* [REQUIRED WORK]: Edit the part of the records below that opens with the line containing "Basketball play breakdown — mark the beaded" and closes with the line containing "left=355, top=389, right=393, bottom=468", changing "orange sleeve" to "orange cuff" and keeping everything else the same. Return only those lines.

* [RECORDS FOR THE EXERCISE]:

#####

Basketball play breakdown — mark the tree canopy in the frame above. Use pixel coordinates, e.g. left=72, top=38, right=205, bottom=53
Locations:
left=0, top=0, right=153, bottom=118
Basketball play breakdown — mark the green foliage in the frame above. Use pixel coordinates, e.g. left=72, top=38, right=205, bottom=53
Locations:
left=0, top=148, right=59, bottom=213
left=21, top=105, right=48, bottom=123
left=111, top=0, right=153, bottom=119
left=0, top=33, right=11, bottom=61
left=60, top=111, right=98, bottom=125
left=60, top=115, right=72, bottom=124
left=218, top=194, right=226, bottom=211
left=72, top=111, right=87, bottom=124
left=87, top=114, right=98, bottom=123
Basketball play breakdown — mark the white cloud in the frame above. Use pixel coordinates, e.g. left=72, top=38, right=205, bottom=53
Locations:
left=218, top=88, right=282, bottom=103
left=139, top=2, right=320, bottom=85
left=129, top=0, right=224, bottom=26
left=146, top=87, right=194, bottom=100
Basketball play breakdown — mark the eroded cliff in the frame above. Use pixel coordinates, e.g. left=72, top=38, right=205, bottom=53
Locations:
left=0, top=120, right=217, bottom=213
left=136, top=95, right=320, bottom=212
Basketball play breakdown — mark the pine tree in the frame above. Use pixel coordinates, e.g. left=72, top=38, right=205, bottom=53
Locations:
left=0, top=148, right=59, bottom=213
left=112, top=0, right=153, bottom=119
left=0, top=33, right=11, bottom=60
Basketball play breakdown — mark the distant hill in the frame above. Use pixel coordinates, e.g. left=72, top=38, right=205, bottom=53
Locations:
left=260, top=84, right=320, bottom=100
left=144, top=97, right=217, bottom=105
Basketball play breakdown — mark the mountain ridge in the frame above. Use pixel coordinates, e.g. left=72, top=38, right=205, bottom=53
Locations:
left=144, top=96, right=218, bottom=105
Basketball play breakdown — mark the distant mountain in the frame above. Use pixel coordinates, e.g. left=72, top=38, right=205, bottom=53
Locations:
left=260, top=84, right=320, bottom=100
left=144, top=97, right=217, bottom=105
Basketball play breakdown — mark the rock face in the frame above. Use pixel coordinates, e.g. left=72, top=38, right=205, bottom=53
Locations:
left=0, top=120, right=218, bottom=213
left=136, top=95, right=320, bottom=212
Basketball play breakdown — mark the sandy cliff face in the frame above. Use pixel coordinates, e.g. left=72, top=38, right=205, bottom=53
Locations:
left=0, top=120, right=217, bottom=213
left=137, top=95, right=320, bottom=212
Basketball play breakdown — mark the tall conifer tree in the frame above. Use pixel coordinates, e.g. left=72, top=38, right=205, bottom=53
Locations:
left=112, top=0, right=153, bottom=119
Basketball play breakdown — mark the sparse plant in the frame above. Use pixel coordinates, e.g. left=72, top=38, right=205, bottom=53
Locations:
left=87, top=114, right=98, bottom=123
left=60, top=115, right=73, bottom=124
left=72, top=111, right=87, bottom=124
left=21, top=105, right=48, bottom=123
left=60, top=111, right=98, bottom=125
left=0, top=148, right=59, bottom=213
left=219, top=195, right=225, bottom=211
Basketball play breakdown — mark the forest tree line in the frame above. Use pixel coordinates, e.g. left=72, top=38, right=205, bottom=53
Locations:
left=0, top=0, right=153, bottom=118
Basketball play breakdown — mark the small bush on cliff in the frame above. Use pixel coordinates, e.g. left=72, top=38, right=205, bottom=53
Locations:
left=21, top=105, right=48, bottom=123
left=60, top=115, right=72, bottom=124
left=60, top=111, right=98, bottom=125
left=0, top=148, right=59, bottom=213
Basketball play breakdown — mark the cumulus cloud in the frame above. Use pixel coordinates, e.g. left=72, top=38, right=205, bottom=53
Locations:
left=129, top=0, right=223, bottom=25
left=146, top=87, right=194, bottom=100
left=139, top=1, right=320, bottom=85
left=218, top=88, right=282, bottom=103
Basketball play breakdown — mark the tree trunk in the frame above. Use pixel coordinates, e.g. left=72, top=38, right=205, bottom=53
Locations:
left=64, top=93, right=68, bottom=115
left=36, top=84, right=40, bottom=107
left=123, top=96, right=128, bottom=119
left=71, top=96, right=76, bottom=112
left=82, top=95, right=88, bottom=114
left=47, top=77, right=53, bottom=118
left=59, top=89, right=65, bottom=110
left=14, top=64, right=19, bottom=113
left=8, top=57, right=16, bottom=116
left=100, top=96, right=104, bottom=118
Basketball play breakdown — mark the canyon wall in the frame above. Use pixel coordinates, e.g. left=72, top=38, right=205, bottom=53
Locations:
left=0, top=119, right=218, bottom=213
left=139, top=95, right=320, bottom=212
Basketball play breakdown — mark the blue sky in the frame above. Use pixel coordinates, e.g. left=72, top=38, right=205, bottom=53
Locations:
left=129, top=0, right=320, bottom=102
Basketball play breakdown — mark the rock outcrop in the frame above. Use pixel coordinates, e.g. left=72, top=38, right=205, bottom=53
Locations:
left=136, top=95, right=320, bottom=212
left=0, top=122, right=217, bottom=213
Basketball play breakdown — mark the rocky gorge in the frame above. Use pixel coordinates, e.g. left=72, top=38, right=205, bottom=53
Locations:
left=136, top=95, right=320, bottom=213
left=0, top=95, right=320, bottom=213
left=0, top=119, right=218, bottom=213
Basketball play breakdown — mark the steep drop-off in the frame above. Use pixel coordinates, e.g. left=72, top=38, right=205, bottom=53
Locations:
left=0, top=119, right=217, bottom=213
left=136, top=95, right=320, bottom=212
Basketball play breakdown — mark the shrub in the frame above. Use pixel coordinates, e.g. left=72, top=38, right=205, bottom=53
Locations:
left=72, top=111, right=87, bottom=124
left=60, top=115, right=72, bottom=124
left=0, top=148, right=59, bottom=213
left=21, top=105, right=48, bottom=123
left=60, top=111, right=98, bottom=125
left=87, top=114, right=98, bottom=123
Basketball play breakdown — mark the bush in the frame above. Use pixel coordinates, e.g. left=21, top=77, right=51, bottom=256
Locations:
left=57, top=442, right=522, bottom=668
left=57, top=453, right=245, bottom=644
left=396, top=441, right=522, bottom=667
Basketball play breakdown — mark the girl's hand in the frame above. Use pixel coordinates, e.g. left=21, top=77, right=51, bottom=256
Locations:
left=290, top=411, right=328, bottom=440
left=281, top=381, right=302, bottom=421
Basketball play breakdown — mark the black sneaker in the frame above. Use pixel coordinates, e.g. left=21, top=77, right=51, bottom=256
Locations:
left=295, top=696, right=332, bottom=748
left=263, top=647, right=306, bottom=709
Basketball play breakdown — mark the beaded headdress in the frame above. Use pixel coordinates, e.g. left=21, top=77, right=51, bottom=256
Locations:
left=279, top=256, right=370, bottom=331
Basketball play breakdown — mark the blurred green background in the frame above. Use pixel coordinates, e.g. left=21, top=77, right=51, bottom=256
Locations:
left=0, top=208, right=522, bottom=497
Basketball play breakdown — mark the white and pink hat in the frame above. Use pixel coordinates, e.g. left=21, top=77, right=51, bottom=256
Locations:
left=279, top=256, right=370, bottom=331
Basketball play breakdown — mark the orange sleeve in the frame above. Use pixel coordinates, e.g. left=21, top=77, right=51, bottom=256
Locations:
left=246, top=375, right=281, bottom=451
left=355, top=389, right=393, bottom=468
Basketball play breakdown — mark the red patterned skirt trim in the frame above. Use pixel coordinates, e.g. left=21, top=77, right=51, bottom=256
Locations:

#####

* [RESPONSE TO THE EXERCISE]:
Basketball play breakdown — mark the beaded headdress in the frame above. Use pixel coordinates, e.g. left=21, top=77, right=51, bottom=256
Locations:
left=279, top=256, right=370, bottom=331
Basketball play breakdown — mark the blurred green background in the frame above. Use pixel coordinates, e.g. left=21, top=77, right=51, bottom=256
Locations:
left=0, top=208, right=522, bottom=497
Basketball play breakdown — mark the white and pink hat in the frame above. Use pixel coordinates, e.g. left=21, top=77, right=51, bottom=256
Locations:
left=279, top=256, right=370, bottom=331
Basketball play breakdown — mark the orange cuff in the frame above. Use pixel coordinates, e.g. left=21, top=77, right=51, bottom=256
Locations:
left=246, top=375, right=281, bottom=451
left=355, top=389, right=393, bottom=468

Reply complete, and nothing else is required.